##### EXTRACTED MATERIAL
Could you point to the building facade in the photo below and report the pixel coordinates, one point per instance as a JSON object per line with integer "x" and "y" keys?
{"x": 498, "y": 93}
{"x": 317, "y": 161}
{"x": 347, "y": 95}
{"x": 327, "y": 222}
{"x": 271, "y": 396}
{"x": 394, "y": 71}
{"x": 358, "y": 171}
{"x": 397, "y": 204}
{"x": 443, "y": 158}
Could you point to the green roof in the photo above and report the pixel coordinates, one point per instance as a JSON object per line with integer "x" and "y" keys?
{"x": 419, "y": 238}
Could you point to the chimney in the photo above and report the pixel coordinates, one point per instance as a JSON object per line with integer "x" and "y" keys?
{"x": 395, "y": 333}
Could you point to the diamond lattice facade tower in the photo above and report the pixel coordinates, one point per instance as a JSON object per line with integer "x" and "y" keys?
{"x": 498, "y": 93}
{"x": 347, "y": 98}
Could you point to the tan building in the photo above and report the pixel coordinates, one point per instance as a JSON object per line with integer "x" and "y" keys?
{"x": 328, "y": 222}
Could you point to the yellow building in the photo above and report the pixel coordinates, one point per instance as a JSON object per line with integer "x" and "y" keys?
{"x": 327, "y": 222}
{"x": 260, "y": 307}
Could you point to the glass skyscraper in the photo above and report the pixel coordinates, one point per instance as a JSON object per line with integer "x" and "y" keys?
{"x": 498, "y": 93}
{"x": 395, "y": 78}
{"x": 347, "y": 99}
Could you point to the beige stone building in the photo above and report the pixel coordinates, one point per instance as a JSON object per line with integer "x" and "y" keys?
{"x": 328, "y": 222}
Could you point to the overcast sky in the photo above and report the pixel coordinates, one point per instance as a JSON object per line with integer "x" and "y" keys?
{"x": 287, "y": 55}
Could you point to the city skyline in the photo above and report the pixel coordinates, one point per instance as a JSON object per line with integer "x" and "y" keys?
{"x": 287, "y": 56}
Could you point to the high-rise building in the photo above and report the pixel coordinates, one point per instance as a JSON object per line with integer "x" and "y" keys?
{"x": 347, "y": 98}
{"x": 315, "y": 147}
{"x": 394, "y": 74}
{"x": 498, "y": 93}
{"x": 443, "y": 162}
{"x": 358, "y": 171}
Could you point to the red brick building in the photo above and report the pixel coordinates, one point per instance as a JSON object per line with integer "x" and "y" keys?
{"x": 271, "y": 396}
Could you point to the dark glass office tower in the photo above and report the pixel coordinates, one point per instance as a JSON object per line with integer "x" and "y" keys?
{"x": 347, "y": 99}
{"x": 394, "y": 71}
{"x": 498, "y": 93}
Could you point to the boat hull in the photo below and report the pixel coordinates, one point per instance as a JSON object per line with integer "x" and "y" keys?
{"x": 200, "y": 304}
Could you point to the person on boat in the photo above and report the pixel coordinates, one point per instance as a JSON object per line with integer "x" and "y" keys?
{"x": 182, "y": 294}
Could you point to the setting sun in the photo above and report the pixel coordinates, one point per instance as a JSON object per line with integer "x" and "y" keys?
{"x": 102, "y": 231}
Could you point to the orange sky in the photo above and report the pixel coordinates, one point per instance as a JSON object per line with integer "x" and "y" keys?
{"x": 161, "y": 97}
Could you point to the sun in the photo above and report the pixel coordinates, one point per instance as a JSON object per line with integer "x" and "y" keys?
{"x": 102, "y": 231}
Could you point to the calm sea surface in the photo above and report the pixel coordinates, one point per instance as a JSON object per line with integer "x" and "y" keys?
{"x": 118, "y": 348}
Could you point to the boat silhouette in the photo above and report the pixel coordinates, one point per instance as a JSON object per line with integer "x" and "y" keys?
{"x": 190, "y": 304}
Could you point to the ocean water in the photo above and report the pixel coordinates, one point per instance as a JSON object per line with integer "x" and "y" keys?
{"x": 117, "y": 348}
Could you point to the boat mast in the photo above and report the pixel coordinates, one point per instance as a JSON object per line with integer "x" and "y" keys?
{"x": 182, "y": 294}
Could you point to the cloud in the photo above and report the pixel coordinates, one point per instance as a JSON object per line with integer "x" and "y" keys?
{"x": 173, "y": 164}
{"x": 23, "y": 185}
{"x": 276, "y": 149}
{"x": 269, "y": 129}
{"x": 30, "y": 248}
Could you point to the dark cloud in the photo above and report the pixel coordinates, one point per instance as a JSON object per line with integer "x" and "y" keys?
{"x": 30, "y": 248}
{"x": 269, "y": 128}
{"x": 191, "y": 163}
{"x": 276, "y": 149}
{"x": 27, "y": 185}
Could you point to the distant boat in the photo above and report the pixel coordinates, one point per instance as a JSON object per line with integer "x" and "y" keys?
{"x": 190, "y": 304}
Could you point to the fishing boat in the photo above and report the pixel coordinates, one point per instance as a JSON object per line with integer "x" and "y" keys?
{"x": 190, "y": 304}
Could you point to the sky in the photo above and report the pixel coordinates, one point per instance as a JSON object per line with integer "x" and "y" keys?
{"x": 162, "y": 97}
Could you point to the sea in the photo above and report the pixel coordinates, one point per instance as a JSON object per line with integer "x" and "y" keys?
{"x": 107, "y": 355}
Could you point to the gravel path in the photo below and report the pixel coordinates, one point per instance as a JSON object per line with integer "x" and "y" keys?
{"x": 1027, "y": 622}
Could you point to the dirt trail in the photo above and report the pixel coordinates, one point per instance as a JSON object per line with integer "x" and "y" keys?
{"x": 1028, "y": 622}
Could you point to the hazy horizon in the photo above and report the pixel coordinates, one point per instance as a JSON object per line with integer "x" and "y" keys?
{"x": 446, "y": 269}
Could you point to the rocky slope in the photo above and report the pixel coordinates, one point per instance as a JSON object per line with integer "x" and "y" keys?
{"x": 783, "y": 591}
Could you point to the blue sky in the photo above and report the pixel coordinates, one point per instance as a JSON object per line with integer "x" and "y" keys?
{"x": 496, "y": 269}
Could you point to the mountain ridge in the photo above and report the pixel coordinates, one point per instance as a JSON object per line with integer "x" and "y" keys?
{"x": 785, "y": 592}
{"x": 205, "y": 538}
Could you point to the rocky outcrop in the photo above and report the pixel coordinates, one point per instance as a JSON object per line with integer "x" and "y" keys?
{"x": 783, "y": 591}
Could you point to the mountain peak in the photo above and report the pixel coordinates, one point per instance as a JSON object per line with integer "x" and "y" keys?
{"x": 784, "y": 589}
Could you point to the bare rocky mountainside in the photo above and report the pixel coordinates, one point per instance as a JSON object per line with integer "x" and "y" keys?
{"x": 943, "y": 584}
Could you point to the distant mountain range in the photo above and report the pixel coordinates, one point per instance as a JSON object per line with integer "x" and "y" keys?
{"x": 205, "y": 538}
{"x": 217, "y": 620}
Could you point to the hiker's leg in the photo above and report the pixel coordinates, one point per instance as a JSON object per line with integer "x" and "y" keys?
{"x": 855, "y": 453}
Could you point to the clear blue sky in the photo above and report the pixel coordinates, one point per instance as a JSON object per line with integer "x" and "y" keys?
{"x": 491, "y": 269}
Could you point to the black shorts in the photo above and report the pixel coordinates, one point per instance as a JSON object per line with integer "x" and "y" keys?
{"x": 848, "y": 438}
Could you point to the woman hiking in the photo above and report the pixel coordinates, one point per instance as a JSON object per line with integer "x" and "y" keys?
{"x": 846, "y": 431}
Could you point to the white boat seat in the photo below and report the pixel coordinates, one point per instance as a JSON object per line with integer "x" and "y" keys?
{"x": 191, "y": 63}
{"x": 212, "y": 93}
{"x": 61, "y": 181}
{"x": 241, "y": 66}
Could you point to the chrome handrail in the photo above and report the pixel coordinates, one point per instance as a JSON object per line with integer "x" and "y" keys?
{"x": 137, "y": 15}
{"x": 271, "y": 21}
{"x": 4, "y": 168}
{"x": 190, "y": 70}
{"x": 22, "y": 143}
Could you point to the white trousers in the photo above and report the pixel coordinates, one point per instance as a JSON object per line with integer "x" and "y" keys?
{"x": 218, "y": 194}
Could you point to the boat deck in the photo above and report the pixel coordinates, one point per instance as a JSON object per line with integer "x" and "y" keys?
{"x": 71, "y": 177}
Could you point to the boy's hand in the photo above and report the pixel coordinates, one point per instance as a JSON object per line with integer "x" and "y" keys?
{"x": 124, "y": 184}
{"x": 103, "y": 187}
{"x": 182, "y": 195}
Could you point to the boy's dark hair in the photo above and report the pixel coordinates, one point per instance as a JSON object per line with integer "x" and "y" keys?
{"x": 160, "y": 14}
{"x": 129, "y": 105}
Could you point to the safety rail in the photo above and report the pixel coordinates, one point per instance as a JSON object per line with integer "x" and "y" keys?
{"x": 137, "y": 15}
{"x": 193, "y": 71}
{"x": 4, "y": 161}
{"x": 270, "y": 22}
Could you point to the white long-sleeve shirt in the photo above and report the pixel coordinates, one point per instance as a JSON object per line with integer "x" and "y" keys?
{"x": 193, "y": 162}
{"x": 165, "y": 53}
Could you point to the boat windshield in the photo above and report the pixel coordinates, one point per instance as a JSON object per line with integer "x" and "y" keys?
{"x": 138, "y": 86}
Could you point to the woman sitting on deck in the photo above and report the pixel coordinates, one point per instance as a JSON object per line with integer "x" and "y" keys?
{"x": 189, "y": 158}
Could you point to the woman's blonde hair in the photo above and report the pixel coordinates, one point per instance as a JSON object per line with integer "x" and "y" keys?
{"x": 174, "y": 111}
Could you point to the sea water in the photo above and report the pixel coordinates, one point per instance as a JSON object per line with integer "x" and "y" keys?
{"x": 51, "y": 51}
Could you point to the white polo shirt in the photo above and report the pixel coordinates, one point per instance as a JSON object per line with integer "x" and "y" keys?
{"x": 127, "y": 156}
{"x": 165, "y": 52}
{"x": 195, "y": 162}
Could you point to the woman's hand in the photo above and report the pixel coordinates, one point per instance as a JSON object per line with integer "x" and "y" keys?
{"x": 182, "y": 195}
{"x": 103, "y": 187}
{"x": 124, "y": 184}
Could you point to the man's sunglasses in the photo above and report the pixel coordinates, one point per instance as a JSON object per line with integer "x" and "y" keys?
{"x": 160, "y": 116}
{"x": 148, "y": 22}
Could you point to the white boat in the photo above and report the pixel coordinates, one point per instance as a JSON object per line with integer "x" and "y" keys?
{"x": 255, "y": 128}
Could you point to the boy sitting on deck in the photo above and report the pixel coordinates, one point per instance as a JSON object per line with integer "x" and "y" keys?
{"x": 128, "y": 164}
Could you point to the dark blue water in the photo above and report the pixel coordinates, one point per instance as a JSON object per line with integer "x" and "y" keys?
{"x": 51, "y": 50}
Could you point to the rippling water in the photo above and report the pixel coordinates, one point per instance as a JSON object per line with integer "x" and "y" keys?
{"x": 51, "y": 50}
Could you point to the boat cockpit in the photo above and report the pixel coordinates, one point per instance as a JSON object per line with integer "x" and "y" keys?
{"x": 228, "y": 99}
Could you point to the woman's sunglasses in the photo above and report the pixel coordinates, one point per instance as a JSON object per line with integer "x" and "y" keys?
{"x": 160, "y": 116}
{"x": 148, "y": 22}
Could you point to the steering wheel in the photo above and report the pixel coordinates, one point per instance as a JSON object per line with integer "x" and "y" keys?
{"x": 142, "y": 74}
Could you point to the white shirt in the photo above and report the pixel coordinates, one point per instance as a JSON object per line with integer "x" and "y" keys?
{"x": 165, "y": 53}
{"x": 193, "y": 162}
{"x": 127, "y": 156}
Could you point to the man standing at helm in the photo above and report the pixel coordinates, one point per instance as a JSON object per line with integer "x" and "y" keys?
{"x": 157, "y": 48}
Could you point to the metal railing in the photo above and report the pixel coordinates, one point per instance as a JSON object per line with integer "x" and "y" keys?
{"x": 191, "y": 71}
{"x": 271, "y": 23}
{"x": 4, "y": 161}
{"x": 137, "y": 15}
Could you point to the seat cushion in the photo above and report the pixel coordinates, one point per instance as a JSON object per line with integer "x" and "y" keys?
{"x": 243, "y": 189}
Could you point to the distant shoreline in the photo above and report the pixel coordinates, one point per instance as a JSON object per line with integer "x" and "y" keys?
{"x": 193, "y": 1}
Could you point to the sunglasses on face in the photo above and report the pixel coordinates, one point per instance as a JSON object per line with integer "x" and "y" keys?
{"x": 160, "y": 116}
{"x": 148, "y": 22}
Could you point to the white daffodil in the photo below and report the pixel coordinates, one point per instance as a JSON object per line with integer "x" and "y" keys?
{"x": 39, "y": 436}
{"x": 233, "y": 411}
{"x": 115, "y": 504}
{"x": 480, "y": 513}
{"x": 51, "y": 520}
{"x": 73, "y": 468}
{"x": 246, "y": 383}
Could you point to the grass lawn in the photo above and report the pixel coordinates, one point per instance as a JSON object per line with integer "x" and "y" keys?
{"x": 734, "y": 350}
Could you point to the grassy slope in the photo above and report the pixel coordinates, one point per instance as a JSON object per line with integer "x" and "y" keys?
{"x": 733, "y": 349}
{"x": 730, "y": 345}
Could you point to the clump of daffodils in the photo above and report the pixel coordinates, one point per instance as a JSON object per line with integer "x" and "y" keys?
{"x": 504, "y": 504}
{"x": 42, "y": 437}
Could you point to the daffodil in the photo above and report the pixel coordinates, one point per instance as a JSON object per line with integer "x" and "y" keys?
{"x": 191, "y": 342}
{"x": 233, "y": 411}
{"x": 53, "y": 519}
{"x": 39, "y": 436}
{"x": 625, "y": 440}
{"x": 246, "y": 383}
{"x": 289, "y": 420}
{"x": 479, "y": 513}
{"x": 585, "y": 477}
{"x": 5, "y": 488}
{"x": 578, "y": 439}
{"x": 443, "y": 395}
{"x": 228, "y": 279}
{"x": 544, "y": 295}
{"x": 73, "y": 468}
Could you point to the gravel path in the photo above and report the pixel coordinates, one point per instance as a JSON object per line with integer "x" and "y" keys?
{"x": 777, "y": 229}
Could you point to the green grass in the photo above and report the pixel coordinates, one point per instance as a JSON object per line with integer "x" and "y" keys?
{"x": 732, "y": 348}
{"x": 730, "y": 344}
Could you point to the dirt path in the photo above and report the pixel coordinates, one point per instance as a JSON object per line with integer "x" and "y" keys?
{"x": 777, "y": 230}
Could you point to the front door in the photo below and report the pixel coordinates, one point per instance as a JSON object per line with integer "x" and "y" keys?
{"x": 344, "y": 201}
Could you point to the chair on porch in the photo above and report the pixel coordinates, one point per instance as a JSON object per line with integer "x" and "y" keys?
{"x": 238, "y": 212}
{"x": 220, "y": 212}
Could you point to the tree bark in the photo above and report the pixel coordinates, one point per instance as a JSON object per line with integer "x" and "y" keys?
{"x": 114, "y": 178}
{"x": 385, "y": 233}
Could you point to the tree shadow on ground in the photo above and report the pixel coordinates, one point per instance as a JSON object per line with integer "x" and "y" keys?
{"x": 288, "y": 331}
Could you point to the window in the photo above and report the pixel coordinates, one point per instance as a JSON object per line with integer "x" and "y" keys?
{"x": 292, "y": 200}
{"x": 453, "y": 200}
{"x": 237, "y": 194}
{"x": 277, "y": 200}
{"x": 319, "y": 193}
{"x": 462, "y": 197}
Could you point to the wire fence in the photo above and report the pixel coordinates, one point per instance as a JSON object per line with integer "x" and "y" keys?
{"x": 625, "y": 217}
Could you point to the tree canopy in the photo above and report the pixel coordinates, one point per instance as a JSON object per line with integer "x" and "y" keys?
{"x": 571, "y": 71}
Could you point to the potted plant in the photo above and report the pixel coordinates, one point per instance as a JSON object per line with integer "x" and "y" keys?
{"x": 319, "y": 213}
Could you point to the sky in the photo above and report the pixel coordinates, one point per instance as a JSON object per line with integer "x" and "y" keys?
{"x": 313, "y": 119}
##########
◆ **WHAT IS EXPECTED**: Repeat only the lines from the one holding "Could you point to the tree canopy" through the last line of the data.

◆ **SOLUTION TO THE EXERCISE**:
Could you point to the tree canopy in the photo above and report the pixel coordinates, one point per instance as a JSON object per line with integer "x" and "y" keys?
{"x": 571, "y": 71}
Could you point to the potted plant in the photo above and report the pixel coordinates, one point per instance as a JSON object per line with integer "x" and "y" keys?
{"x": 319, "y": 213}
Could you point to the sky in the photo above and report the pixel coordinates, one point per instance as a JSON object per line with integer "x" and "y" keys?
{"x": 313, "y": 119}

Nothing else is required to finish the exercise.